■ **Excerpt provided**:
%%
Ancestral range estimation
Our study contained relatively sparse species sampling over a large clade. To simply code the current distribution of each species included in the analysis might bias reconstructions towards regions with greater sampling. For example, we have sampled extensively in New Guinea and Pacific archipelagos, but sparsely in Wallacea. Our choice of clade exemplars would thus be biased towards our sampling regions. To minimize this issue, we considered each species sampled in the phylogeny to be a representative of an entire clade and used two methods for coding areas. First, we coded each terminal based on the total geographic area occupied by the clade it represents. Second, we coded each terminal based on information about the putative origin of its clade from published phylogenetic studies (Supplementary Data 2). We could not reduce most clades to a single area of origin. When a clade’s origin was ambiguous, we used the clade’s full distribution, and we excluded areas only occupied by species that are deeply embedded inside the clades of interest.
%%
■ **Saved data entries**:
%%
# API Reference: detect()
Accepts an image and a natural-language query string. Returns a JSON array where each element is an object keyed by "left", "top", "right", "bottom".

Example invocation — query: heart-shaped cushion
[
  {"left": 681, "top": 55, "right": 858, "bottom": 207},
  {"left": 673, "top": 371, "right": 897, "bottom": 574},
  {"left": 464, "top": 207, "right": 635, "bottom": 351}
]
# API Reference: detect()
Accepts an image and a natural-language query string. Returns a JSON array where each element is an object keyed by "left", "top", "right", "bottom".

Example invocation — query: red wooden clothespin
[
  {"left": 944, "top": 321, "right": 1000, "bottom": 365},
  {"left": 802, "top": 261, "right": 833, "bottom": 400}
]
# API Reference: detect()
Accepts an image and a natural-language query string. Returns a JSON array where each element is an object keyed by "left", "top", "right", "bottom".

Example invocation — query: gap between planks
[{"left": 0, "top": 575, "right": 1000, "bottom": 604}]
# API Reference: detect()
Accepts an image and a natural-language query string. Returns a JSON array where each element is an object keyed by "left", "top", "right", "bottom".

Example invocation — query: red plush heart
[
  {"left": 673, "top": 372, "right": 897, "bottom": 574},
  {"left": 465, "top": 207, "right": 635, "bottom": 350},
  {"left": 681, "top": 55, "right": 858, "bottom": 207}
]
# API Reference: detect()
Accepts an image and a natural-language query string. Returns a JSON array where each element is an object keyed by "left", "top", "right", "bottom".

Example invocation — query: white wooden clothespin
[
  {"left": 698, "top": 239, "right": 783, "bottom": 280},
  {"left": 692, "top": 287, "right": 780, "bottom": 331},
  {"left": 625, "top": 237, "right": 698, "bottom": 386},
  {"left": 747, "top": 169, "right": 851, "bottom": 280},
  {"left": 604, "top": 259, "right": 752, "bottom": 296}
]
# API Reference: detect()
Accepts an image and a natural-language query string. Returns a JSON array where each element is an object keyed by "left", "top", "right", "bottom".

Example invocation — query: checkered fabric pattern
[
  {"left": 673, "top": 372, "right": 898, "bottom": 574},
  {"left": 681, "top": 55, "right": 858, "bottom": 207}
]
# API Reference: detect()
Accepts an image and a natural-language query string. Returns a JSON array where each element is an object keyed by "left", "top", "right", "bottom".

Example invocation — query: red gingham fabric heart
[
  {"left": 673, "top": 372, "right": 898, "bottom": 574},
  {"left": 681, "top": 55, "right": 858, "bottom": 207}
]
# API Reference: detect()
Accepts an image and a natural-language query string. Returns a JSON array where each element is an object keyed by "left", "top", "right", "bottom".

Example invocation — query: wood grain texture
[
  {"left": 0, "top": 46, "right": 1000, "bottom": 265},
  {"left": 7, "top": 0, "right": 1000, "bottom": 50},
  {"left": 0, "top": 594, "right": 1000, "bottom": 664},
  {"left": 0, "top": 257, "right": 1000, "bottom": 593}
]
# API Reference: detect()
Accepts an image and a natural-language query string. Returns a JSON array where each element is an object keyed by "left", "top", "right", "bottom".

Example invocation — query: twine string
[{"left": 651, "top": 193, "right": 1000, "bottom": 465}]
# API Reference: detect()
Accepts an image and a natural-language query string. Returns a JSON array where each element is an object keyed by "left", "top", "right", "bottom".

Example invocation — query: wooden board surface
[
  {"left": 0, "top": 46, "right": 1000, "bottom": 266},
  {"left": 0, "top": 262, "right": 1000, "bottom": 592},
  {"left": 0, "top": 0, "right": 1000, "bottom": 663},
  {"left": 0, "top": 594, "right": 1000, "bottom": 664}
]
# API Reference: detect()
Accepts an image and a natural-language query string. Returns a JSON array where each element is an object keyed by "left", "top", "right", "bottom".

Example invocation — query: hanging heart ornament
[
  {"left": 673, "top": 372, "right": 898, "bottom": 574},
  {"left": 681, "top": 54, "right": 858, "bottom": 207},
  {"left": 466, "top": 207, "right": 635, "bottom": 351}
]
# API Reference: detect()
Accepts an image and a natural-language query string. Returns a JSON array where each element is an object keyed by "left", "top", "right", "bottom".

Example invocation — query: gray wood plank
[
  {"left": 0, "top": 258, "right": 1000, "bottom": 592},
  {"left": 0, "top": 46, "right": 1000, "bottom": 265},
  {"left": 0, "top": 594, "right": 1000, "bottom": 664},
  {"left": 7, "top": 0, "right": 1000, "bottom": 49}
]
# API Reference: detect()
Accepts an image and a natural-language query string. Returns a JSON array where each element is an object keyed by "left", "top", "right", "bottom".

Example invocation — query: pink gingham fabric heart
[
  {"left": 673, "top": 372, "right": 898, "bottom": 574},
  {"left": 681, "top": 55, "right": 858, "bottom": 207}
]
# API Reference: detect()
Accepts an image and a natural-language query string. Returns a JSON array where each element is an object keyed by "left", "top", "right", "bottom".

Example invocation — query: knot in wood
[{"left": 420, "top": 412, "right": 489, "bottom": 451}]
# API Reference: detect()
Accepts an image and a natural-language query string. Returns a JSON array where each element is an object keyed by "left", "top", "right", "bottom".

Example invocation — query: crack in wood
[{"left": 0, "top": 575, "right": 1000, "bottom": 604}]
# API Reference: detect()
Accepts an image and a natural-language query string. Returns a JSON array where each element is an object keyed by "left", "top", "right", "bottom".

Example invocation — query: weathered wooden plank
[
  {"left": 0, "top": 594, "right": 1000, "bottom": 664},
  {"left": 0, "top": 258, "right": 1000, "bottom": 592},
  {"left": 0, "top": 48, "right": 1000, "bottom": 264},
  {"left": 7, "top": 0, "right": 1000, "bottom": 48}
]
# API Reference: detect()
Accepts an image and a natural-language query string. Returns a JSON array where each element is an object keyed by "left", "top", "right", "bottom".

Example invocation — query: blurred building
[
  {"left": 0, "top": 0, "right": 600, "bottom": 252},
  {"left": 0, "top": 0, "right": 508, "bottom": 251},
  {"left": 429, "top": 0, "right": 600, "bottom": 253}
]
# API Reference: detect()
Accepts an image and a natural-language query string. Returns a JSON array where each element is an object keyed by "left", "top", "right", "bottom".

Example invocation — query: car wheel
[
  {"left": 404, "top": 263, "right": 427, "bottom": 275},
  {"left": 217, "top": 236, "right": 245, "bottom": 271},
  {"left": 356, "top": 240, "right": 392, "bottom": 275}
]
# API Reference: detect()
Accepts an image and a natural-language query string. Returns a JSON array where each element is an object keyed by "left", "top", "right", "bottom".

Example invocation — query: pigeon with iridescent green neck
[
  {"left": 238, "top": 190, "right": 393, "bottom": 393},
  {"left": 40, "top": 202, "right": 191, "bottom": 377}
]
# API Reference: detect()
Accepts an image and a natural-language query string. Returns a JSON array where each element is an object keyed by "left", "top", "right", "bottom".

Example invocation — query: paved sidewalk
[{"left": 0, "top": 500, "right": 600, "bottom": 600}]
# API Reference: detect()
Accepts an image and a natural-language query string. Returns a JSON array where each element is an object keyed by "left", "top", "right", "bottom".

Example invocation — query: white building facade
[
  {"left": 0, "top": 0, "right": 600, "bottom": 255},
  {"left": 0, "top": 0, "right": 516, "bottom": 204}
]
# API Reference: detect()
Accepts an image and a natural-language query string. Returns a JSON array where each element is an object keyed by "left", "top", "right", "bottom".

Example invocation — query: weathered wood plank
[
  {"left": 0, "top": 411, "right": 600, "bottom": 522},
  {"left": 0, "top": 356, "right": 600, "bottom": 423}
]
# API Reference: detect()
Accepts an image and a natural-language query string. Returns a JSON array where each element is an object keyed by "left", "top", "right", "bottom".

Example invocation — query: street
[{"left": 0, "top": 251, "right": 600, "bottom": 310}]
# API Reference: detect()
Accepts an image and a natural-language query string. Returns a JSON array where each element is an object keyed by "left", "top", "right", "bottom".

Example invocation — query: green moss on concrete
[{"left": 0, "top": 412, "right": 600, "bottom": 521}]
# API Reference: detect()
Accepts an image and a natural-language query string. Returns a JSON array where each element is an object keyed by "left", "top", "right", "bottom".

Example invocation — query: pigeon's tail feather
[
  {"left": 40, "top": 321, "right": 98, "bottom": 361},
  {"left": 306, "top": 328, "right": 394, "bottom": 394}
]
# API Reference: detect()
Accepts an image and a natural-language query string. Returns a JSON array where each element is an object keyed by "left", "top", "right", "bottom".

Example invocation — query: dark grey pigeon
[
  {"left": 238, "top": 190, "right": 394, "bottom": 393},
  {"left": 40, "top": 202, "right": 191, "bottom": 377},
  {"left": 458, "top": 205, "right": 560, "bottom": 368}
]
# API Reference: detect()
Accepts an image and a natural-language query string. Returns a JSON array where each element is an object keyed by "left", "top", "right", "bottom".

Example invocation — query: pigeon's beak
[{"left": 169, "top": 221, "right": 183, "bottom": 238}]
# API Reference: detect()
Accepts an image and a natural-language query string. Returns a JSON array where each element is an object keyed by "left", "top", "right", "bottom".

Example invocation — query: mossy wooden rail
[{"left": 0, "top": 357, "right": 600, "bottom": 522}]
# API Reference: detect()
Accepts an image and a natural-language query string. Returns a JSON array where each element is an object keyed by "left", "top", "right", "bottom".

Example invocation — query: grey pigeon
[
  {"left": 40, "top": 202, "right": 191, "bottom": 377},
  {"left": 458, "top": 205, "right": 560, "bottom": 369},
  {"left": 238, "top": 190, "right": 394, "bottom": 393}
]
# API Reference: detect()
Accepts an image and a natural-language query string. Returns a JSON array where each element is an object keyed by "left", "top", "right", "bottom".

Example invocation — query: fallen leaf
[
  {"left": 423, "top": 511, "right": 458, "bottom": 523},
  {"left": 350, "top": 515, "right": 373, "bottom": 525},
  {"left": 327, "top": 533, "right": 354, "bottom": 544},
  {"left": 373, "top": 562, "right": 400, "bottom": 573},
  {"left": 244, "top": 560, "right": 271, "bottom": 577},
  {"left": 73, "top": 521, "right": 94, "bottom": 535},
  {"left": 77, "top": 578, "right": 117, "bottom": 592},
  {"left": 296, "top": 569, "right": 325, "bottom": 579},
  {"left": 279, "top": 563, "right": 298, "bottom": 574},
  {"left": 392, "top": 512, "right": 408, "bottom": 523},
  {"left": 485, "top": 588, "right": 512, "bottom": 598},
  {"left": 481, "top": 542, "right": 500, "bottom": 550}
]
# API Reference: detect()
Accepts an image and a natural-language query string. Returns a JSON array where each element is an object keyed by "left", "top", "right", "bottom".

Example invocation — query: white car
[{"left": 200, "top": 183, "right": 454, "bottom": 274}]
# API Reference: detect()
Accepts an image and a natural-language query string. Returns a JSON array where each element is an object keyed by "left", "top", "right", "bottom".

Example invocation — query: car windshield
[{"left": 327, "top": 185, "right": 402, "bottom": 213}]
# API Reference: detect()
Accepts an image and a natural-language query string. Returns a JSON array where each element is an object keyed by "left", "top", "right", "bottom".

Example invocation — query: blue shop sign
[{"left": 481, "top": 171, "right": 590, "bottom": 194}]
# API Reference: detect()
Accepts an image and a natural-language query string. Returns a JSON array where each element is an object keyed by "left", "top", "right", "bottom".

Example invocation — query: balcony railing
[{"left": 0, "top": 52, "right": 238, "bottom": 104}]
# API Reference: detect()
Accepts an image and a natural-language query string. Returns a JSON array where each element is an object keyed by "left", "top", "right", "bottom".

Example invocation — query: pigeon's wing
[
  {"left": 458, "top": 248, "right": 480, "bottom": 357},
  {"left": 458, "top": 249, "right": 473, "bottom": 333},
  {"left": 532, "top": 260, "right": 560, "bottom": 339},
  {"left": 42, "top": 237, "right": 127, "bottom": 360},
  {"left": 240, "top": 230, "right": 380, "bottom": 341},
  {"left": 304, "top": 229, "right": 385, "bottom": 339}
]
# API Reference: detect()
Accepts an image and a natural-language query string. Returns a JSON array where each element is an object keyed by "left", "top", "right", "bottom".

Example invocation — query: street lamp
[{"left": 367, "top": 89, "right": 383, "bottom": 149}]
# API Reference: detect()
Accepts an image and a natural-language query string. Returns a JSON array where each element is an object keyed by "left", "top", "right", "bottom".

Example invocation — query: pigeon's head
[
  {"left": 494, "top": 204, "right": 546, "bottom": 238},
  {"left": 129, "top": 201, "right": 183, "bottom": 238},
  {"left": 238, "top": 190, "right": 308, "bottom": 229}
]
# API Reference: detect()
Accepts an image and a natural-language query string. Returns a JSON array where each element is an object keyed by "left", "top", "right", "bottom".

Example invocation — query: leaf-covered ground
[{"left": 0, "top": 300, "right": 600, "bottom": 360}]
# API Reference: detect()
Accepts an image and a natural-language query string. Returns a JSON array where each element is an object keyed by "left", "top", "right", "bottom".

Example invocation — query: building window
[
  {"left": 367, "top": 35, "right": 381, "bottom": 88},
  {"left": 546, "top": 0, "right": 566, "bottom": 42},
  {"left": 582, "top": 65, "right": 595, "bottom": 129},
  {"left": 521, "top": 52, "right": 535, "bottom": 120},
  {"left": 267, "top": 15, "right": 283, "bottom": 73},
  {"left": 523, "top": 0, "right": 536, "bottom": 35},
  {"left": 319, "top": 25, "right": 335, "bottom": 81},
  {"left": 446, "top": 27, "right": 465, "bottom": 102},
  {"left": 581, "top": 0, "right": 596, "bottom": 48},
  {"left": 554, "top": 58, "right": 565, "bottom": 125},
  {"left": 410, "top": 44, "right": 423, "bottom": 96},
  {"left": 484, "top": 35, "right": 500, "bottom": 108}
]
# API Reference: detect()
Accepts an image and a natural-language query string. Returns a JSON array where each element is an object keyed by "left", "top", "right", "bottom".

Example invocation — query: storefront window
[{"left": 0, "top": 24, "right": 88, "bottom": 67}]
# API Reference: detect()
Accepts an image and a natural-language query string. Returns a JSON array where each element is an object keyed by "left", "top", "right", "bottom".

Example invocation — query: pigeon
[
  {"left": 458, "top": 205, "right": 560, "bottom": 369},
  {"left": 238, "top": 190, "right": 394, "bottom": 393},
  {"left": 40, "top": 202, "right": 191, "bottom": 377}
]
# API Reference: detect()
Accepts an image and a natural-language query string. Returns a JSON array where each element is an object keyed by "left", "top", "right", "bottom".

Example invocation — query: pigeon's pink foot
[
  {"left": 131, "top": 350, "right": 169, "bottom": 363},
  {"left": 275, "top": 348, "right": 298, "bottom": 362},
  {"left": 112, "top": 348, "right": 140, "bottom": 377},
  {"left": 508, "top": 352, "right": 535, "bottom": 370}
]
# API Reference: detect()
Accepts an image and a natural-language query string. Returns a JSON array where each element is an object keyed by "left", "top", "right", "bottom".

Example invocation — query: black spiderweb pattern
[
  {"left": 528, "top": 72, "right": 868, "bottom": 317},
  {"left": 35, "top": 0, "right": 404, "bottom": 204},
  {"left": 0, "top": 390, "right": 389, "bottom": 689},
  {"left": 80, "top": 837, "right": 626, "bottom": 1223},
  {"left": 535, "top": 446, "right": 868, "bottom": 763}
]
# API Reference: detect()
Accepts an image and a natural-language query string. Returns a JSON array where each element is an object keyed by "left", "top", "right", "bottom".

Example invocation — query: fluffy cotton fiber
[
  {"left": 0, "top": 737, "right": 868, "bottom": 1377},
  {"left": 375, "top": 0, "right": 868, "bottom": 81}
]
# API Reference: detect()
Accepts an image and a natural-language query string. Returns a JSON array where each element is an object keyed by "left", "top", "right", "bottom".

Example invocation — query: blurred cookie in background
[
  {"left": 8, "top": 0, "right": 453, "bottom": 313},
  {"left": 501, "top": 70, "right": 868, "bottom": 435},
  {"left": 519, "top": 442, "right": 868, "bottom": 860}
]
%%
■ **Work instruction**: According to the excerpt on ancestral range estimation, how did the researchers code a terminal when a clade's origin was ambiguous? Rely solely on the excerpt on ancestral range estimation.

■ **Finished task**: They used the clade's full distribution, excluding areas occupied only by species deeply embedded inside the clades of interest.